◆ EXTRACT PROVIDED ◆
⟨
Short answer: This state is not solvable.

First note that every permutation can be represented as a graph of disjoint cycles (see cycle notation). In the usual way, then, we represent a game state as a permutation of the 8 non-blank tiles, flattened to row major order.

Now, we can show that the parity (oddness/evenness) of the number of cycles is invariant under the sliding of the tile. To see why, we only need to consider vertical moves, because horizontal moves preserve the permutation. Here, notice that exactly $3$ elements $x, y, z$ change position to $z, x, y$. We proceed by focusing on the predecessors of $x, y, z$ in their respective cycles. Now there are $3$ cases to consider:

  • Same cycle: All elements are in the same cycle. In this case, exactly one cycle remains in the place of the old cycle, so the total number of cycles is preserved. See the image below for this case. Green circles represent predecessors, blue circles represent $x, y, z$. Similar pictures for the other cases can be drawn.
⟩
◆ PROBLEM SET ◆
1. Decide whether each statement agrees with the sliding-puzzle solvability argument, answering yes or no and quoting the deciding words: (a) Horizontal moves leave the permutation unchanged. (b) A vertical move changes the position of exactly four elements. (c) In the image for the same-cycle case, blue circles represent predecessors.
2. Extend the sliding-puzzle solvability argument from where it stops.

◆ DATASET EXTRACT ◆
⟨
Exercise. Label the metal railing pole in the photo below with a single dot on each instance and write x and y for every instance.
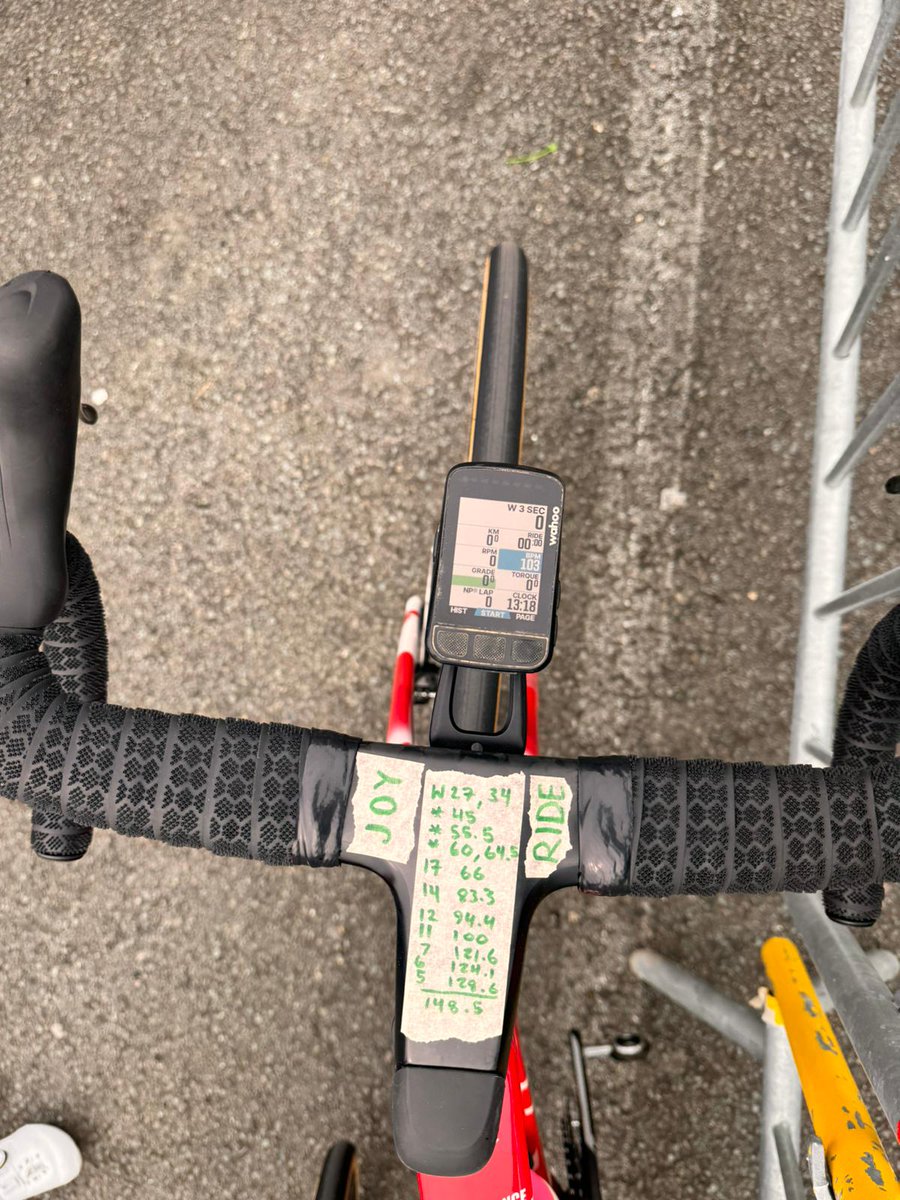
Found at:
(835, 412)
⟩
◆ TASK-BY-TASK ANSWERS ◆
1.
(a) Yes: "horizontal moves preserve the permutation"
(b) No: "exactly $3$ elements $x, y, z$ change position to $z, x, y$"
(c) No: "Green circles represent predecessors, blue circles represent $x, y, z$"

2.
Same Cycle Case

  • Two cycles: In this case, there is one cycle containing exactly $2$ elements, and one cycle containing $1$ element. Here, the swap generates $2$ new cycles in place of the old $2$ cycles. So again, the total number of cycles is preserved.

  • Three cycles: In this case, all three cycles merge into one cycle. So the total number of cycles decreases by $2$, preserving the parity of the total number of cycles.

Since parity is preserved in each case, it is always preserved. Hence you cannot get from a permutation with an odd number of cycles (like the one in the question) to one with an even number of cycles, by only sliding the blank tile.